_Work to complete_: Extract every line of the material below that contains the string "side", with case counting.

_Data supplied_:
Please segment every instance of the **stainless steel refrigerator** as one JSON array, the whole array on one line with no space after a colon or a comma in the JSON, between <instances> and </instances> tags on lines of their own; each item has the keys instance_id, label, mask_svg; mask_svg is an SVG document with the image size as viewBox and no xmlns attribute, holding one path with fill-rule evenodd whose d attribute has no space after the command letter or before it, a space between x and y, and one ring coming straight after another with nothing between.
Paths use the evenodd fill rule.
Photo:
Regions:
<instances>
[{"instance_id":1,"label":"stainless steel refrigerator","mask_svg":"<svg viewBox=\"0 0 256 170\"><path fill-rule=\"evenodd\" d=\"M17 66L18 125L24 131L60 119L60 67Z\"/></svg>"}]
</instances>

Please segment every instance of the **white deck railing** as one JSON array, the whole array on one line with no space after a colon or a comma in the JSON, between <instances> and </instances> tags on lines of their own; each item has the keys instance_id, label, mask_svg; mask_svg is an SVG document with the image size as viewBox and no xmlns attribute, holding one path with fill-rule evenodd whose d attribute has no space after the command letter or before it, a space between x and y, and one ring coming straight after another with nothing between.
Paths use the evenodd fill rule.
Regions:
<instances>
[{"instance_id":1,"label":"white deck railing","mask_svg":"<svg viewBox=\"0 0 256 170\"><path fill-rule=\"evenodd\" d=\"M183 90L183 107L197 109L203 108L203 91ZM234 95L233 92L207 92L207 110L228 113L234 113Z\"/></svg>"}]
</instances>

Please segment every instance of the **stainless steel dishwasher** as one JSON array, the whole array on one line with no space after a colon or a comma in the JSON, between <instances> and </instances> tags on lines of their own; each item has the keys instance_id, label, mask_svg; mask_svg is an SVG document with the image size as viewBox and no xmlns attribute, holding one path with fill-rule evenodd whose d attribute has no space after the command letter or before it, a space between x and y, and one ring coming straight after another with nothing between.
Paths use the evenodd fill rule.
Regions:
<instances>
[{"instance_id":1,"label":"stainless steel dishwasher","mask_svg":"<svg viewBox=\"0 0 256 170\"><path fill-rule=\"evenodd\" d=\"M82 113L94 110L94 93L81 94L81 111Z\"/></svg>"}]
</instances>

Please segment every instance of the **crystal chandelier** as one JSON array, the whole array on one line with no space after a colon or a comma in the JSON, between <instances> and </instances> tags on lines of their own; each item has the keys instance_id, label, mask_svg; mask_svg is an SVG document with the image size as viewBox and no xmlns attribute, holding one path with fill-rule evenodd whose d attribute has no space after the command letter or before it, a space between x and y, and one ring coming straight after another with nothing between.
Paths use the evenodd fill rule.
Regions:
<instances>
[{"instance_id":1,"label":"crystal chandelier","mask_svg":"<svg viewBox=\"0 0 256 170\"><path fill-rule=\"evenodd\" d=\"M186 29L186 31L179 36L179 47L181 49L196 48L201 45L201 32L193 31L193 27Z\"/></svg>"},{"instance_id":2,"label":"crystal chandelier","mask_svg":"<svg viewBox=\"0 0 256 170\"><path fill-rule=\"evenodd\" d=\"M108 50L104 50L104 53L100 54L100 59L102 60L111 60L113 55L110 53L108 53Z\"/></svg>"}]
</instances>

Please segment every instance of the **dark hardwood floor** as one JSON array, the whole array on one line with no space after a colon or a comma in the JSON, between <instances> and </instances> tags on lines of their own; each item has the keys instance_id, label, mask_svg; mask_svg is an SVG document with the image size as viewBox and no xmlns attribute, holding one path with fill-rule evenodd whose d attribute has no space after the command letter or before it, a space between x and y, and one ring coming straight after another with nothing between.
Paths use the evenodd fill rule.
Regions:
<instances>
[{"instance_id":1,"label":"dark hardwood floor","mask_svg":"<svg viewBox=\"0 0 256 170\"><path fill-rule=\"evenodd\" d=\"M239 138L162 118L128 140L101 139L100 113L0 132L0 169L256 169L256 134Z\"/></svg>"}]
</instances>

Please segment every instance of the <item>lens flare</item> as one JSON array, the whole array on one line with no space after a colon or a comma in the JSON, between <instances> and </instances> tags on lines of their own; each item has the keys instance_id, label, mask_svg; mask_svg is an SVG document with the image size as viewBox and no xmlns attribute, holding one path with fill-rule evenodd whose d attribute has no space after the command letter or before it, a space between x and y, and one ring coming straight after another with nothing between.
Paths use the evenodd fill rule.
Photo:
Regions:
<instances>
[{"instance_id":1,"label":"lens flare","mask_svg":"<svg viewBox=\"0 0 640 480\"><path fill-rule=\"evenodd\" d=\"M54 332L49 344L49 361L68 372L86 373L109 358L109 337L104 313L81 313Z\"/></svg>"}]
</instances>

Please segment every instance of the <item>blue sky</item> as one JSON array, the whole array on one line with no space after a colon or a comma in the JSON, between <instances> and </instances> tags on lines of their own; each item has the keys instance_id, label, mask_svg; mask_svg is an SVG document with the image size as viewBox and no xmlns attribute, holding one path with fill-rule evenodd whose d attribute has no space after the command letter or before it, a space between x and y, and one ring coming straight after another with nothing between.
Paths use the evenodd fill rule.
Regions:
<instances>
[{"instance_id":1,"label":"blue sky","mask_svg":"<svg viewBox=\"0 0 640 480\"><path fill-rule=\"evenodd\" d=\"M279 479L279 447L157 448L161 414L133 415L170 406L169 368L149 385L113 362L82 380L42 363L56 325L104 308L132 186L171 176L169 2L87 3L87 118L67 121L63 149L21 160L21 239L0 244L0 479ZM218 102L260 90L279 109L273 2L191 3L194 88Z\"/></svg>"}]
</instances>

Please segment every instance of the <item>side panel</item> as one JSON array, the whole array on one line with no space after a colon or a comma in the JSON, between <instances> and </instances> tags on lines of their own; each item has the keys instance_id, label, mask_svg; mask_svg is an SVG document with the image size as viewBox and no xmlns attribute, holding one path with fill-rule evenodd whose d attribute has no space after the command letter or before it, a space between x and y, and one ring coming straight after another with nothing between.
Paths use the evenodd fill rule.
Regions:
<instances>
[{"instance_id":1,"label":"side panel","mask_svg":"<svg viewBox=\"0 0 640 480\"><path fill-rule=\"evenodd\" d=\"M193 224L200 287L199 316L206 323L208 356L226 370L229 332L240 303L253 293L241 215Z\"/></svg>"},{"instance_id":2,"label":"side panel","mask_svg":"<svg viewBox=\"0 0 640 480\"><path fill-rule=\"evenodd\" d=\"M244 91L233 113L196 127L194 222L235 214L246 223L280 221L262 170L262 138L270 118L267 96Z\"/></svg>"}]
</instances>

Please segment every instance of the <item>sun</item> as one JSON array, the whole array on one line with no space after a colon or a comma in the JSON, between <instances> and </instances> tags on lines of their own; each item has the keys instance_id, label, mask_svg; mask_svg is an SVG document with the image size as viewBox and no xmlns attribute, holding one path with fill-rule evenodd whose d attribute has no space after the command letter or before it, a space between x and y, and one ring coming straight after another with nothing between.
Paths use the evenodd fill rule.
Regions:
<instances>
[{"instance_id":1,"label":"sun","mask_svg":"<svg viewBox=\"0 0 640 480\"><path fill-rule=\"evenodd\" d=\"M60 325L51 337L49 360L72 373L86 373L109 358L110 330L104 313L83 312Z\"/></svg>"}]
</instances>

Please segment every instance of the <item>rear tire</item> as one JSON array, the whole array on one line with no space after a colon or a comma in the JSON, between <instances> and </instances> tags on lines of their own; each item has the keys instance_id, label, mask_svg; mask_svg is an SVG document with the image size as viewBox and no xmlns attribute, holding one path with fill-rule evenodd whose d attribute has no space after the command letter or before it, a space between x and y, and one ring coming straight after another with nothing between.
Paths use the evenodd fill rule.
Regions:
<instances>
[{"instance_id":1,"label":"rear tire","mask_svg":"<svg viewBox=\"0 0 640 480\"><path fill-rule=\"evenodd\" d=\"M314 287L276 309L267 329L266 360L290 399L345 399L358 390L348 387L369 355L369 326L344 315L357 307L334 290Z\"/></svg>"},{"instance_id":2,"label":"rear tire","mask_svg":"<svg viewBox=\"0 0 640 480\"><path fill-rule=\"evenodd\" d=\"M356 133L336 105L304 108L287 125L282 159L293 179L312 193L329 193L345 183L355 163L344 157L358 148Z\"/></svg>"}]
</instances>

_Written answer_:
Please segment every instance of the <item>side panel</item> as one JSON array, the whole array on one line with no space after a colon or a comma in the JSON, between <instances> and </instances> tags on lines of their own; each item has the keys instance_id, label, mask_svg; mask_svg is an SVG document with the image size as viewBox and no xmlns attribute, holding one path with fill-rule evenodd whose d attribute has no space after the command letter or before it, a space between x and y, and one ring coming straight after another with nothing between.
[{"instance_id":1,"label":"side panel","mask_svg":"<svg viewBox=\"0 0 640 480\"><path fill-rule=\"evenodd\" d=\"M193 224L200 287L199 316L206 323L208 356L226 370L229 332L240 303L253 293L241 215Z\"/></svg>"},{"instance_id":2,"label":"side panel","mask_svg":"<svg viewBox=\"0 0 640 480\"><path fill-rule=\"evenodd\" d=\"M244 91L233 113L196 127L194 222L235 214L246 223L280 221L262 170L262 138L270 118L267 96Z\"/></svg>"}]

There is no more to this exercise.